How to Be The Most Peaceful Person You Know.
You can very slowly but steady and methodically improve your happiness baseline, just like you can improve your fitness — Naval Ravikant
Peace of mind, happiness, contentment. Whatever word you call it, most of us are spending all our time and energy chasing this. Or if not chasing it, actively avoiding the opposite: stress, sadness, frustration.
Peace of mind does not have to be exceptionally difficult to attain either, and it can come quicker than expected once you let go of certain desires and the idea of there being one magical switch.
It’s incremental.
Once you know who you want to be, what your values and priorities are, and then gradually shift how you spend your time to be in line with these, your “peace of mind” account begins to grow.
If that sounds too simplistic chances are you haven’t defined your values, compared how you invested your energy/time to them, and begun (or stuck to) the process of bringing the two into harmony.
Yes, I’m making this all sound very simple, deliberately so. You might feel a lot of resistance to this idea. And I’m not denying there’s going to be external factors, roadblocks, and occasions where you slip back on your journey. Ask yourself this though — is the resistance bringing you closer to or further away from peace of mind?

If you update and expand your identity gradually, you fill find yourself reborn into someone totally new and yet still familiar — James Clear
How do you get to a life where it’s 98% perfectly in line with what brings you peace, happiness and fulfilment? This can seem far off when it’s barely .98% like that as it is. By making each day marginally more in line with your values and priorities. The key here is to do so marginally, consistently and patiently. Much like we go from the depths of winter to the highs of summer, small changes in your daily actions can compound to really improve your inner and outer world.

= ABOUT THIS EXERCISE =
Copy the passage on peace of mind from "Peace of mind does" to "begins to grow.", substituting "gradual" for "incremental".

= GIVEN ENTRIES =
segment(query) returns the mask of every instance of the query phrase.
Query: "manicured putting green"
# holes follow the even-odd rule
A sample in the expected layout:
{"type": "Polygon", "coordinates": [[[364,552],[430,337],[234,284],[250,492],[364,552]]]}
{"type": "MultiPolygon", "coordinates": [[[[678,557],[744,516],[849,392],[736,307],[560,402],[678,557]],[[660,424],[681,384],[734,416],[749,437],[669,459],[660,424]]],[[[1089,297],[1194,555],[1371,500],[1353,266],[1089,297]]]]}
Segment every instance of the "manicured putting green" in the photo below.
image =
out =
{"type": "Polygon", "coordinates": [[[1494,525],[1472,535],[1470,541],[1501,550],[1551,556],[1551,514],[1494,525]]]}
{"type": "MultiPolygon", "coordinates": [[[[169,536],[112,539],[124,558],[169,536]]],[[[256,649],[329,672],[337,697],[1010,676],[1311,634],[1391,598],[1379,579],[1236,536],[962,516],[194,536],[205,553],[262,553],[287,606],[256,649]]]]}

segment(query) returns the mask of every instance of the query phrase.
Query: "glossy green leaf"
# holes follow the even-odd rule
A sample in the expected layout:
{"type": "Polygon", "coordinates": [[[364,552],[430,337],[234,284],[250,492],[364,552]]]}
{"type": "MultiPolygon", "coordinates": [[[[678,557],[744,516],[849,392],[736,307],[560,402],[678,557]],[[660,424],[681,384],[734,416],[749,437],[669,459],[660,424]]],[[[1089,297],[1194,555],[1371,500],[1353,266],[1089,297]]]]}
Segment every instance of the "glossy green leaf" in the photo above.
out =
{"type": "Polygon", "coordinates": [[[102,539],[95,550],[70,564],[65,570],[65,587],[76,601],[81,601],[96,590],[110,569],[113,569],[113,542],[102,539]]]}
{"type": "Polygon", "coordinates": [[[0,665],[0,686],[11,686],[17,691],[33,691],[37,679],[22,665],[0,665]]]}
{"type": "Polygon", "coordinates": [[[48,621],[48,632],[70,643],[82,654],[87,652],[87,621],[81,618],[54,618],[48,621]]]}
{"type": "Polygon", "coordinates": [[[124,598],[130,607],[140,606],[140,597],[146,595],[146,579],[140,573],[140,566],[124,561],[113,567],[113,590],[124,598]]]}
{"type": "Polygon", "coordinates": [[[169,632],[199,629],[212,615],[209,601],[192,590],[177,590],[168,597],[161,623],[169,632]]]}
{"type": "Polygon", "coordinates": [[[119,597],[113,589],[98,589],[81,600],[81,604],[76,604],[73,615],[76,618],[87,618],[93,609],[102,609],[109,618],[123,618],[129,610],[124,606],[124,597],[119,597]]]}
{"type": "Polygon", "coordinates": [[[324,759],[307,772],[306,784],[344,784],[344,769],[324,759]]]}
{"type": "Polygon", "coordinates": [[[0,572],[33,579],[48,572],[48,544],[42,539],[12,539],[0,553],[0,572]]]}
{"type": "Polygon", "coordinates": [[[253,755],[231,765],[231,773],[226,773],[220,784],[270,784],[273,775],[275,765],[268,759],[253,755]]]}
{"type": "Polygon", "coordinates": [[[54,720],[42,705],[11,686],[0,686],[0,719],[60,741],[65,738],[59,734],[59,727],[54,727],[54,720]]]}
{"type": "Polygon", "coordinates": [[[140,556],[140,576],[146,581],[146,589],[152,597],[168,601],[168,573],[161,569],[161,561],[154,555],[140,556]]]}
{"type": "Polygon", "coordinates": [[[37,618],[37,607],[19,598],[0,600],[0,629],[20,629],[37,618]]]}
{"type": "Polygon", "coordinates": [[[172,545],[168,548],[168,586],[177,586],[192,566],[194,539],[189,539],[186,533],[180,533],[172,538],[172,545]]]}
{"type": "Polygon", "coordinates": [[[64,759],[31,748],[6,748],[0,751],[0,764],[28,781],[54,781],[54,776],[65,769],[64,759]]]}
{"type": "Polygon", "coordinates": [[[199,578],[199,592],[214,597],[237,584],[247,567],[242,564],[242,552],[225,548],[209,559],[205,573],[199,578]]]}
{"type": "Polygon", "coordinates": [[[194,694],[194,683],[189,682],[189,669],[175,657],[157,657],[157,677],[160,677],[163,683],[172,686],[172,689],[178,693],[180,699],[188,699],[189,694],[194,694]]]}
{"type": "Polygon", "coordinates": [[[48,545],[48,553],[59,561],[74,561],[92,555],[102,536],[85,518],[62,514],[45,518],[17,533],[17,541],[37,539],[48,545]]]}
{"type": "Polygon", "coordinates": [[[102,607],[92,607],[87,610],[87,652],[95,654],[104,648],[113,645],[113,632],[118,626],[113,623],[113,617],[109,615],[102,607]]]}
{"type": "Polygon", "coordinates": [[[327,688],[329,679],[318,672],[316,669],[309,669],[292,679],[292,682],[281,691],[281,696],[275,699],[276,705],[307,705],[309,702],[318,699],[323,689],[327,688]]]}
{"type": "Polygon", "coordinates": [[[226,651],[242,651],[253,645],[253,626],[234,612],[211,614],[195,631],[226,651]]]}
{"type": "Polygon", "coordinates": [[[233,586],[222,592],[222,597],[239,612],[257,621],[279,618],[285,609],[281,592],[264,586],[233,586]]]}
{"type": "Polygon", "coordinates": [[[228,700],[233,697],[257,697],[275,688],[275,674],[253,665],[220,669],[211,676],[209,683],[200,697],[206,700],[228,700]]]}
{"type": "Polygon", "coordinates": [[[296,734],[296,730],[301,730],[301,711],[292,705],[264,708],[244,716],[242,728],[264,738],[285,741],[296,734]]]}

= ANSWER FOR THIS EXERCISE =
Peace of mind does not have to be exceptionally difficult to attain either, and it can come quicker than expected once you let go of certain desires and the idea of there being one magical switch.
It’s gradual.
Once you know who you want to be, what your values and priorities are, and then gradually shift how you spend your time to be in line with these, your “peace of mind” account begins to grow.